__VORLIEGENDER TEXT__
________________________
Soziales

Verwahrlost und gefährdet? Wanderausstellung zur Heimerziehung in Baden-Württemberg von 1949 bis 1975

Jürgen Treffeisen, stellvertretender Archivleiter beim Generallandesarchiv Karlsruhe, zeigt eine Ärztliche Anamnese, Befund und amtsärztliches Gutachten von Josef Weber (der Wunderheiler von Schutterwald) des Erziehungsheim Flehingen aus dem Jahr 1959.
Jürgen Treffeisen, stellvertretender Archivleiter beim Generallandesarchiv Karlsruhe, zeigt eine Ärztliche Anamnese, Befund und amtsärztliches Gutachten von Josef Weber (der Wunderheiler von Schutterwald) des Erziehungsheim Flehingen aus dem Jahr 1959.

Zwangsarbeit, systematische Demütigung und Disziplinierung durch Schläge – für viele Heimkinder gehörte in den 1950er- und 1960er-Jahren seelischer und körperlicher Missbrauch zum Alltag. Das Land Baden-Württemberg arbeitet das traurige Kapitel seit Jahren auf, unter anderem mit der Wanderausstellung des Landesarchivs „Verwahrlost und gefährdet? Heimerziehung in Baden-Württemberg 1949 bis 1975“. Die solle zeigen, dass das Geschehene nicht vergessen wird, sagt Sozial- und Integrationsminister Manne Lucha. „Sie ist uns zugleich eine Mahnung, dass sich so etwas nicht wiederholen darf.“

Die Ausstellung, die im Sommer 2015 startete, macht von diesem Mittwoch an bis zum 30. März im Generallandesarchiv Karlsruhe Station. Erweitert ist sie durch Dokumente einer einzigartigen Sammlung von etwa 11.000 Schicksalen vom Ende des 19. Jahrhunderts bis in die 1980er-Jahre. Der noch weitgehend ungehobene Archiv-Schatz aus der Erziehungsanstalt Flehingen bei Karlsruhe umfasst rund 100 Regalmeter Zöglingsakten. „Sie dokumentieren lückenlos die Lebensumstände der Kinder in einem Jahrhundert“, sagt der Vizechef des Archivs, Jürgen Treffeisen. Eine Rarität. Andere Heimakten landeten schon mal im Müll.
________________________
__AUFGEFÜHRTE DATEN__
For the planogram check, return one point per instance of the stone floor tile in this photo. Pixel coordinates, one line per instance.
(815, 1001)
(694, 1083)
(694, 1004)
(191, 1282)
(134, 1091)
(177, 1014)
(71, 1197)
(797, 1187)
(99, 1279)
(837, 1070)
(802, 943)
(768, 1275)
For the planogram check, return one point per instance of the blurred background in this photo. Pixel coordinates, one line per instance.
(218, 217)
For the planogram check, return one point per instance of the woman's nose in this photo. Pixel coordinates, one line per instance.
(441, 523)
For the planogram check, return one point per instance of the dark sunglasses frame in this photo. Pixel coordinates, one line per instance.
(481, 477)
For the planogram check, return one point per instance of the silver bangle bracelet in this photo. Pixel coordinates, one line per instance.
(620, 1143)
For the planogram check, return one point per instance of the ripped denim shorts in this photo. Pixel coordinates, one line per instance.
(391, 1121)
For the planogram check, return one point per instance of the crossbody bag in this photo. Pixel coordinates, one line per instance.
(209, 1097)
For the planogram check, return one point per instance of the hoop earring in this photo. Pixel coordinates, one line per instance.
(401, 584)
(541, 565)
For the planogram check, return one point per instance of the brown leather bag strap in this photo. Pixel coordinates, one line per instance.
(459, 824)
________________________
__IHRE AUFGABEN__
1 - Prüfen Sie, ob die Aussagen (a), (b) und (c) mit dem Text zur Wanderausstellung übereinstimmen. Antworten Sie jeweils mit Ja oder Nein und zitieren Sie die entscheidenden Worte des Textes wörtlich.
(a) Die Ausstellung startete im Sommer 2015.
(b) Der Archivbestand aus Flehingen umfasst rund 100 Regalmeter Zöglingsakten.
(c) Die Ausstellung ist bis zum 30. April im Generallandesarchiv Karlsruhe zu sehen.
2 - Benennen Sie im Text zur Wanderausstellung „Regalmeter“ in „Laufmeter“ um und geben Sie den Abschnitt wieder, der mit „Die Ausstellung, die“ beginnt und bis einschließlich „mal im Müll.“ reicht.
Die Daten werden für die Bearbeitung nicht benötigt.

__LISTE DER ANTWORTEN__
1 -
(a) Ja: „Die Ausstellung, die im Sommer 2015 startete“
(b) Ja: „umfasst rund 100 Regalmeter Zöglingsakten“
(c) Nein: „bis zum 30. März im Generallandesarchiv Karlsruhe Station“

2 -
Die Ausstellung, die im Sommer 2015 startete, macht von diesem Mittwoch an bis zum 30. März im Generallandesarchiv Karlsruhe Station. Erweitert ist sie durch Dokumente einer einzigartigen Sammlung von etwa 11.000 Schicksalen vom Ende des 19. Jahrhunderts bis in die 1980er-Jahre. Der noch weitgehend ungehobene Archiv-Schatz aus der Erziehungsanstalt Flehingen bei Karlsruhe umfasst rund 100 Laufmeter Zöglingsakten. „Sie dokumentieren lückenlos die Lebensumstände der Kinder in einem Jahrhundert“, sagt der Vizechef des Archivs, Jürgen Treffeisen. Eine Rarität. Andere Heimakten landeten schon mal im Müll.